Written task
Copy the material below line for line with no changes, leaving out the pictures.

----- Material -----

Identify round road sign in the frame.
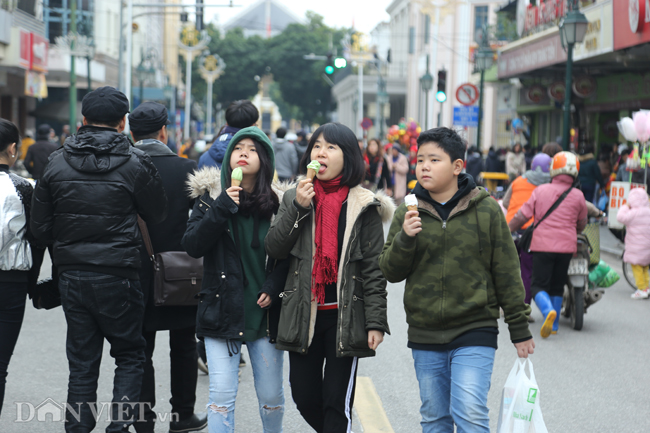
[456,83,478,105]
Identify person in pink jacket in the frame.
[616,188,650,299]
[508,152,587,338]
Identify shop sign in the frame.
[18,29,50,72]
[612,0,650,50]
[573,0,612,60]
[526,84,546,104]
[548,81,566,102]
[607,182,646,229]
[25,71,47,99]
[498,32,567,78]
[573,75,596,98]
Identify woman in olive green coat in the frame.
[266,123,395,432]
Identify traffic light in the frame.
[325,53,334,75]
[334,57,348,69]
[436,69,447,102]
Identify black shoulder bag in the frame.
[519,183,575,253]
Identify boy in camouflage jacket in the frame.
[379,128,535,433]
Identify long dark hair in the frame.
[300,122,366,188]
[222,139,280,219]
[0,119,20,152]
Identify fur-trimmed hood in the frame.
[187,167,295,202]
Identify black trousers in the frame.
[530,252,573,297]
[0,282,27,411]
[134,326,198,433]
[289,310,357,433]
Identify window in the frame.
[474,6,488,41]
[424,14,431,44]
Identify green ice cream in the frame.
[232,167,244,182]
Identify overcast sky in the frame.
[197,0,392,33]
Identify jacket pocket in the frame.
[278,260,303,346]
[196,272,228,331]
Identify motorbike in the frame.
[561,235,605,331]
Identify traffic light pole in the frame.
[476,70,485,152]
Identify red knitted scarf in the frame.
[311,177,350,304]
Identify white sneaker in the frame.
[632,290,650,299]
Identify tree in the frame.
[267,12,345,123]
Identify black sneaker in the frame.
[169,413,208,433]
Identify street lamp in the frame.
[420,54,433,131]
[560,0,589,150]
[475,27,494,151]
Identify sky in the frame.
[195,0,392,33]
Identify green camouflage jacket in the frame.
[379,188,531,344]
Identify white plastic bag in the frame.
[497,358,548,433]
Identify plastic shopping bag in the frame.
[497,358,548,433]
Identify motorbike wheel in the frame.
[571,277,588,331]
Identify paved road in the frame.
[0,243,650,433]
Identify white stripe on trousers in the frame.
[345,356,358,433]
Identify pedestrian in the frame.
[31,86,167,433]
[578,144,605,203]
[506,143,526,182]
[265,123,395,433]
[293,129,309,161]
[502,153,553,314]
[379,127,535,433]
[388,144,409,205]
[360,135,393,195]
[273,128,298,182]
[0,119,33,411]
[542,141,562,158]
[182,126,284,433]
[465,146,484,182]
[508,152,587,338]
[129,102,208,433]
[485,146,503,173]
[25,124,59,180]
[199,99,260,168]
[616,188,650,299]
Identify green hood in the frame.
[221,126,275,188]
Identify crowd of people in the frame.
[0,87,534,433]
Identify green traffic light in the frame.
[334,57,348,69]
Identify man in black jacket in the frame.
[129,102,208,433]
[25,124,59,180]
[31,87,167,433]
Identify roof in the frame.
[223,0,302,33]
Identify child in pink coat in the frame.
[616,188,650,299]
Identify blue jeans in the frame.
[205,337,284,433]
[59,271,145,433]
[413,346,496,433]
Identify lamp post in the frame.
[199,51,226,135]
[420,54,433,131]
[475,27,494,151]
[178,24,210,139]
[560,0,589,150]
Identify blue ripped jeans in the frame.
[412,346,496,433]
[205,337,284,433]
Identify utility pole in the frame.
[199,53,226,135]
[69,0,77,134]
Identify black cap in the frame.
[129,102,171,134]
[81,86,129,122]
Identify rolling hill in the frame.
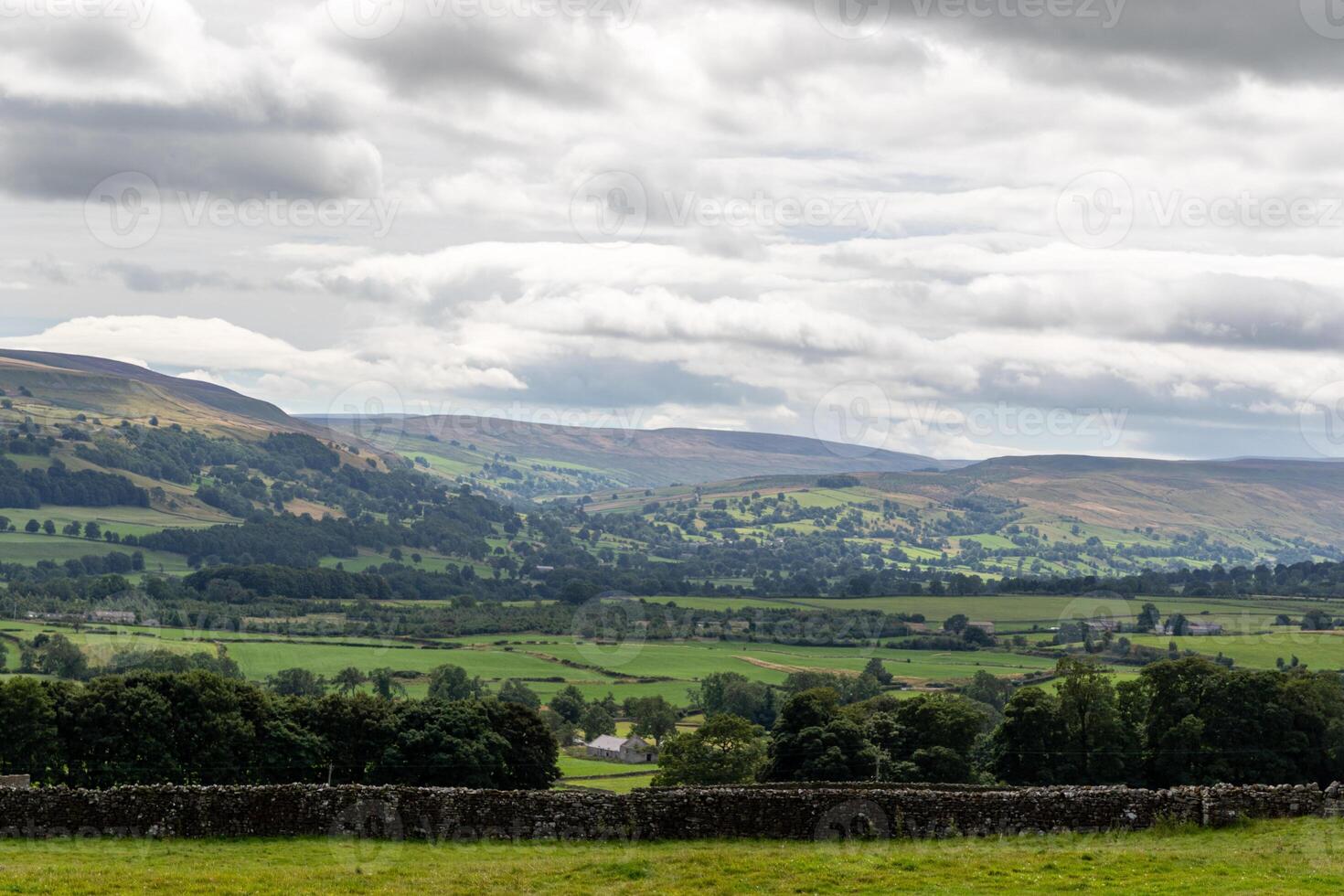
[305,416,949,498]
[0,350,1344,575]
[0,349,324,437]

-----

Right answer
Identify round road sign in the frame.
[456,83,478,105]
Identify person in pink jacket in the frame.
[616,188,650,299]
[508,152,587,338]
Identify shop sign in the frame.
[18,29,50,72]
[612,0,650,50]
[573,0,612,60]
[526,84,546,104]
[548,81,566,102]
[607,182,646,229]
[25,71,47,99]
[498,32,567,78]
[573,75,596,98]
Identify woman in olive green coat in the frame.
[266,123,395,432]
Identify traffic light in the frame.
[325,53,334,75]
[334,57,348,69]
[436,69,447,102]
Identify black shoulder bag in the frame.
[519,183,575,253]
Identify boy in camouflage jacket in the frame.
[379,128,535,433]
Identify long dark hair in the frame.
[300,122,366,188]
[222,139,280,219]
[0,119,20,152]
Identify fur-trimmed hood in the frame.
[187,167,295,202]
Identify black trousers in the frame.
[530,252,573,297]
[0,282,27,411]
[134,326,198,433]
[289,310,357,433]
Identify window in the frame.
[474,6,488,41]
[424,14,431,44]
Identify green ice cream in the frame.
[232,167,244,182]
Identify overcast sky in the frame.
[197,0,392,33]
Identify jacket pocket in the frame.
[278,260,303,346]
[196,272,228,331]
Identify motorbike in the frame.
[561,235,605,331]
Identify traffic light pole in the frame.
[476,70,485,152]
Identify red knitted scarf in the frame.
[311,177,350,304]
Identify white sneaker in the frame.
[632,290,650,299]
Identify tree in the frame.
[267,12,345,123]
Identify black sneaker in the frame.
[169,413,208,433]
Identify street lamp in the frame.
[420,54,433,131]
[560,0,589,150]
[475,27,494,151]
Identify sky in the frame.
[195,0,392,33]
Identify green camouflage jacket in the frame.
[379,188,531,344]
Identify white plastic bag in the frame.
[497,358,548,433]
Identify plastic shopping bag in the frame.
[497,358,548,433]
Identify motorbike wheel in the frame.
[571,277,588,331]
Identify paved road in the frame.
[0,243,650,433]
Identify white stripe on trousers in the frame.
[345,356,358,433]
Identify pedestrian in the frame.
[31,86,167,433]
[578,144,605,203]
[506,143,526,182]
[265,123,395,433]
[293,129,309,161]
[502,153,553,314]
[379,127,535,433]
[388,144,409,205]
[360,135,393,195]
[273,128,298,182]
[0,119,33,411]
[542,141,562,158]
[182,126,284,433]
[465,146,484,182]
[508,152,587,338]
[129,102,208,433]
[485,146,503,173]
[25,124,59,180]
[199,99,260,168]
[616,188,650,299]
Identify green hood in the frame.
[221,126,275,188]
Identify crowd of people in the frame.
[0,87,534,433]
Identify green traffic light in the frame.
[334,57,348,69]
Identify man in black jacket in the frame.
[129,102,208,433]
[25,124,59,180]
[31,87,167,433]
Identify roof in the frame.
[223,0,302,33]
Identify child in pink coat in the frame.
[616,188,650,299]
Identify blue jeans in the frame.
[205,337,284,433]
[59,271,145,433]
[413,346,496,433]
Identify lamp post in the frame.
[199,51,226,135]
[420,54,433,131]
[475,27,494,151]
[178,24,210,139]
[560,0,589,150]
Identify blue ripped jeans in the frame.
[412,346,496,433]
[205,337,284,433]
Identify utility pole in the frame.
[199,53,226,135]
[69,0,77,134]
Identify black cap in the frame.
[129,102,171,134]
[81,86,129,122]
Identify rolling hill in the frame.
[305,416,949,498]
[0,350,1344,575]
[0,349,324,437]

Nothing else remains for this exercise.